Goal: Write out the material below exactly, beginning at the line that contains "of the pine" and ending with its last line, both ends included; write nothing else.

Extracted information:
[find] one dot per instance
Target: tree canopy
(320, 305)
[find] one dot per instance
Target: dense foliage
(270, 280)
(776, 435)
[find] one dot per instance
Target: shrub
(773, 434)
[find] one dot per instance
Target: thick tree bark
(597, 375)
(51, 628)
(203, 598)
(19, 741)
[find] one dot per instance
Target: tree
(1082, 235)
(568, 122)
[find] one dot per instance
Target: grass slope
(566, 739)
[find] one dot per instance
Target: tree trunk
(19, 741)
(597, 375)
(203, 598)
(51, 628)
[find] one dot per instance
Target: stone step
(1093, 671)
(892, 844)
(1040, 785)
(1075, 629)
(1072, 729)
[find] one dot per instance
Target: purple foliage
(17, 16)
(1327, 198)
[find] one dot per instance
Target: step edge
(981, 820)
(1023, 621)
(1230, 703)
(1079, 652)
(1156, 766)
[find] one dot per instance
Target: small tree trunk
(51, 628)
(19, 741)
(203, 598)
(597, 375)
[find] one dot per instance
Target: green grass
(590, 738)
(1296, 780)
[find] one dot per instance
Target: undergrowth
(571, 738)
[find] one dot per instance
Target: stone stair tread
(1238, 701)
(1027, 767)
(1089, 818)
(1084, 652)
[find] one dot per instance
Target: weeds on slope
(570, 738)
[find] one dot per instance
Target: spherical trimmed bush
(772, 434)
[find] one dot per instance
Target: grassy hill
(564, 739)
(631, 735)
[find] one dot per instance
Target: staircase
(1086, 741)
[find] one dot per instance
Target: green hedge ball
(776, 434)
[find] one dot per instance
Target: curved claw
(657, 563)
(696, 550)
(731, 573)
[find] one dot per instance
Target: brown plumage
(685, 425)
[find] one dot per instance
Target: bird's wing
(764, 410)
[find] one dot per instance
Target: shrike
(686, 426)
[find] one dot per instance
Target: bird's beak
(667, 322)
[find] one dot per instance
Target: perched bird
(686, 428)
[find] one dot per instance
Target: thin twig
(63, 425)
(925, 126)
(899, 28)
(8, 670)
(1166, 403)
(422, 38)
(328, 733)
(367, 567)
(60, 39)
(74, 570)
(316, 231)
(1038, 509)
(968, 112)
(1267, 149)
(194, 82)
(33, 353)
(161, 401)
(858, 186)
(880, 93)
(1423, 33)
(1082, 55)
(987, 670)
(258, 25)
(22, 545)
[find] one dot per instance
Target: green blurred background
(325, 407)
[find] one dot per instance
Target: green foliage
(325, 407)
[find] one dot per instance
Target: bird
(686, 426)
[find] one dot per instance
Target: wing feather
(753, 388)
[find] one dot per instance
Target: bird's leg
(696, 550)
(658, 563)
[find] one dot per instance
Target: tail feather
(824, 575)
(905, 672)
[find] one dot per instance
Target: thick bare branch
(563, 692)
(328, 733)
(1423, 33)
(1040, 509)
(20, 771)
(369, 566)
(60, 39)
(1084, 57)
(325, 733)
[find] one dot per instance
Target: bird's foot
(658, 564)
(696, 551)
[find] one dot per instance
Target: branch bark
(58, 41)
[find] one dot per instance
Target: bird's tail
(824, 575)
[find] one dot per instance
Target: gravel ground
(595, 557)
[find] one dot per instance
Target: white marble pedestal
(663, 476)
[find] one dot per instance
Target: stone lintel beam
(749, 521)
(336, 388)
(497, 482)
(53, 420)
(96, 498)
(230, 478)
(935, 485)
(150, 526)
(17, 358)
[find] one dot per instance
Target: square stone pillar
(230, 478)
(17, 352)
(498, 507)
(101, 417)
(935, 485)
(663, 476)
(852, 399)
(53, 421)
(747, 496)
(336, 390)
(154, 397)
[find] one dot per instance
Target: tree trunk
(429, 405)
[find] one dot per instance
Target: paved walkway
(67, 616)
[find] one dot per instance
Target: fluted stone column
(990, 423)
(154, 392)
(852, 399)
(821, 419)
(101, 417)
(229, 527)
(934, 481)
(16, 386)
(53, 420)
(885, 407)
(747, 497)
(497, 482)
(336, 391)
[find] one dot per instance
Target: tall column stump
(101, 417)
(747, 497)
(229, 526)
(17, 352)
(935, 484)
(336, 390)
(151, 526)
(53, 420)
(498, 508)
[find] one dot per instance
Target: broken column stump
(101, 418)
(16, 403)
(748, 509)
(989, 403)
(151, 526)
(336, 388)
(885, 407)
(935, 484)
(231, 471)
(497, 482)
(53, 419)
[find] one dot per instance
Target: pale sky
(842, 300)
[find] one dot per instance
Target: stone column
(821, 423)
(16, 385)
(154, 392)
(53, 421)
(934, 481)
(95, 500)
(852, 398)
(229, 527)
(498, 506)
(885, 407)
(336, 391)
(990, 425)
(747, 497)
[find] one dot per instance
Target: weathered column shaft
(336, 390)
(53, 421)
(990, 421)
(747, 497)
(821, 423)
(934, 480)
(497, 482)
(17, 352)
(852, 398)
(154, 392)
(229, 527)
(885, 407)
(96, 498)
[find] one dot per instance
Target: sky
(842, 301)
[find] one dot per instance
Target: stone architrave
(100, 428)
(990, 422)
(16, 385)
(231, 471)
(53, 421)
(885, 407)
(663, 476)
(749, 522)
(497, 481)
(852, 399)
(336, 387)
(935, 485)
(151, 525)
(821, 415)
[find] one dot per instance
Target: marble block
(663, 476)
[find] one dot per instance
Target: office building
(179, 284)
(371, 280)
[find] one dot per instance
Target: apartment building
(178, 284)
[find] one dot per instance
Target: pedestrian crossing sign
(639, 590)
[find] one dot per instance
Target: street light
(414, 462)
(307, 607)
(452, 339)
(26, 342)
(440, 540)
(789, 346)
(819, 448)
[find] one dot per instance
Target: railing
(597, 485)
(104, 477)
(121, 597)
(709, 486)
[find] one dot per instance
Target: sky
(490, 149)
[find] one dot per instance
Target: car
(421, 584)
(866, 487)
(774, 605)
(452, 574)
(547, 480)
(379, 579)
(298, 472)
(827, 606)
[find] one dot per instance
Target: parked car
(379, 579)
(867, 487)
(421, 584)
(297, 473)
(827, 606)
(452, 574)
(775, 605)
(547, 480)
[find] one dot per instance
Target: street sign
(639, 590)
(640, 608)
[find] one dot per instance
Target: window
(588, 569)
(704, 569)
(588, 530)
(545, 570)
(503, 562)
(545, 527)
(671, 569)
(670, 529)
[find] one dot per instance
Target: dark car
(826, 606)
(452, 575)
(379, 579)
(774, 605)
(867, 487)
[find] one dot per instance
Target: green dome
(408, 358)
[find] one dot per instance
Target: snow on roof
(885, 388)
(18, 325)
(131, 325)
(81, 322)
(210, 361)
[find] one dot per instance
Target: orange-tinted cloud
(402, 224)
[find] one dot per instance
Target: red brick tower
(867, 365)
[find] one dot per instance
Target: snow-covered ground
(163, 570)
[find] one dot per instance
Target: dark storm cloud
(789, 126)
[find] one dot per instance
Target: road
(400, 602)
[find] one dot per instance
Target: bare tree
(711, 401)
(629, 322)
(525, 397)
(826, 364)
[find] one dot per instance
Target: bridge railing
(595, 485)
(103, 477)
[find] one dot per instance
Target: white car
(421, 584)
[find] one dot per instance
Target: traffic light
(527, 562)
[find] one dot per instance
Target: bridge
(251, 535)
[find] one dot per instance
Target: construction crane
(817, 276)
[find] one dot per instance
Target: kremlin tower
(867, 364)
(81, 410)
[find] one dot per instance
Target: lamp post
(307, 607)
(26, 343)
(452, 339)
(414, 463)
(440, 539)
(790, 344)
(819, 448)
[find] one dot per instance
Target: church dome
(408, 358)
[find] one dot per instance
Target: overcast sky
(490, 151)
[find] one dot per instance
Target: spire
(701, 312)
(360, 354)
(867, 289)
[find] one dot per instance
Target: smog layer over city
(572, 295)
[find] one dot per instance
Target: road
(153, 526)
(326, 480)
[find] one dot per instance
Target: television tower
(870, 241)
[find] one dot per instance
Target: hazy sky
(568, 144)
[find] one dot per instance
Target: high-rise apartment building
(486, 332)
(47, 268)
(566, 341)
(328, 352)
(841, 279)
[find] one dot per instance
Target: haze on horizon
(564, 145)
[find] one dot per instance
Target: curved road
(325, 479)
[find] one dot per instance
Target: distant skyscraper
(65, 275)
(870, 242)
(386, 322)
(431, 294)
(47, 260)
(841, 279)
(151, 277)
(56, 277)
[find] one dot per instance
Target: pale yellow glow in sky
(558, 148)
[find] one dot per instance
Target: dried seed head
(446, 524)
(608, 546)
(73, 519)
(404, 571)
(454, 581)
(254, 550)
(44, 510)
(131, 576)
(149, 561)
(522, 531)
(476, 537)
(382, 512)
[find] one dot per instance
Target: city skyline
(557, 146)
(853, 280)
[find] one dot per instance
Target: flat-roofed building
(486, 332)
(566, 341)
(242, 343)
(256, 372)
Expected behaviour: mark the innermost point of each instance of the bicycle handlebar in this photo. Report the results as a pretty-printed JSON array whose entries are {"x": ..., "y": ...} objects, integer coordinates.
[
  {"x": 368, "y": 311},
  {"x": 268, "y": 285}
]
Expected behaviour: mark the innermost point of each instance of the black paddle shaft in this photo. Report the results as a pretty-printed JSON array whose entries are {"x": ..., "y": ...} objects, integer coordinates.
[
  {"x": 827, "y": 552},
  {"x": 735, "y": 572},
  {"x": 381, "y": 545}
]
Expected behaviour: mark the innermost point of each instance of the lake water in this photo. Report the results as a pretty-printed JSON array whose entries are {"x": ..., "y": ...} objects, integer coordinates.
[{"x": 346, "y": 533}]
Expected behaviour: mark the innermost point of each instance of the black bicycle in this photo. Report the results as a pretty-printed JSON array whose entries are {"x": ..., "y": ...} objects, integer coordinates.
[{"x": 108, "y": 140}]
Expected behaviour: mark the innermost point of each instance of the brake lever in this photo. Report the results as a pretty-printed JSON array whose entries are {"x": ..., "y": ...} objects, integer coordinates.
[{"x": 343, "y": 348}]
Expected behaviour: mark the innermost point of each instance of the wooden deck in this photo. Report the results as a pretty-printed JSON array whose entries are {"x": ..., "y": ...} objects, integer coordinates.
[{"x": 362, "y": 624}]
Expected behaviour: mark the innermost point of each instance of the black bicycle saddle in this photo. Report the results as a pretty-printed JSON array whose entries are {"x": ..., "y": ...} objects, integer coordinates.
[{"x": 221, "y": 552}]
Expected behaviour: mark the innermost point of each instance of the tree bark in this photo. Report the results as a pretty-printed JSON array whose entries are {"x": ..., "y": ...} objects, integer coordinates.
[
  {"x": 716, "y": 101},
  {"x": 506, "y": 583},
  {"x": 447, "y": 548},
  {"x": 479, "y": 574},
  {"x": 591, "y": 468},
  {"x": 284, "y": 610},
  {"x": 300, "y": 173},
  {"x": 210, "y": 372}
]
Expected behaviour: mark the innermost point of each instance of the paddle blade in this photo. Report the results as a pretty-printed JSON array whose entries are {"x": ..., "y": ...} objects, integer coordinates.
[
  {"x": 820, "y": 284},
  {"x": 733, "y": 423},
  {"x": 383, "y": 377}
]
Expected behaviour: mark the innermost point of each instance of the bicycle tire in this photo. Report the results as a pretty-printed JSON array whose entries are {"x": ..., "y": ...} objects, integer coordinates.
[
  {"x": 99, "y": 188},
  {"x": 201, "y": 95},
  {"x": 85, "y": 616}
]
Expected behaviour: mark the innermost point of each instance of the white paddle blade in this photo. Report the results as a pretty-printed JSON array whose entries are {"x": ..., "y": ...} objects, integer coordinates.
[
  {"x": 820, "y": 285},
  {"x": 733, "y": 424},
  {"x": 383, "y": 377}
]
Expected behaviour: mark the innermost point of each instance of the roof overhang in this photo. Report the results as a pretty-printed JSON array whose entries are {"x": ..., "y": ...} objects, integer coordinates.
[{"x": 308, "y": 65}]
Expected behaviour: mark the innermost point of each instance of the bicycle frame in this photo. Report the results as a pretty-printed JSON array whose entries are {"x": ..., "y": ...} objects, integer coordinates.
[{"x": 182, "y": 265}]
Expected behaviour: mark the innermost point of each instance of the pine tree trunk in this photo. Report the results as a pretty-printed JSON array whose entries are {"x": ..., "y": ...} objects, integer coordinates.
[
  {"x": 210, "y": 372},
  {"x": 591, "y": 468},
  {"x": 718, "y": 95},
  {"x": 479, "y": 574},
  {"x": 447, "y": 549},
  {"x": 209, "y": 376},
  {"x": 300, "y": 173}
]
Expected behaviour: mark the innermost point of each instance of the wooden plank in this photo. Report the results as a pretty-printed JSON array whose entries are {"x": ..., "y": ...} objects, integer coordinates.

Task answer:
Expected behaviour: mark the innermost point of each instance of the pine tree trunk in this photo. Report the results as a pretty-printed JSON array whose entries are {"x": ..., "y": ...} objects, integer coordinates.
[
  {"x": 210, "y": 372},
  {"x": 591, "y": 468},
  {"x": 718, "y": 95},
  {"x": 479, "y": 574},
  {"x": 447, "y": 549},
  {"x": 209, "y": 376},
  {"x": 300, "y": 173}
]
Expected behaviour: mark the innermost point of each instance of the wooden plank in this photo. Report the results as a pretty-printed JSON array whose entries are {"x": ..., "y": ...} objects, integer coordinates.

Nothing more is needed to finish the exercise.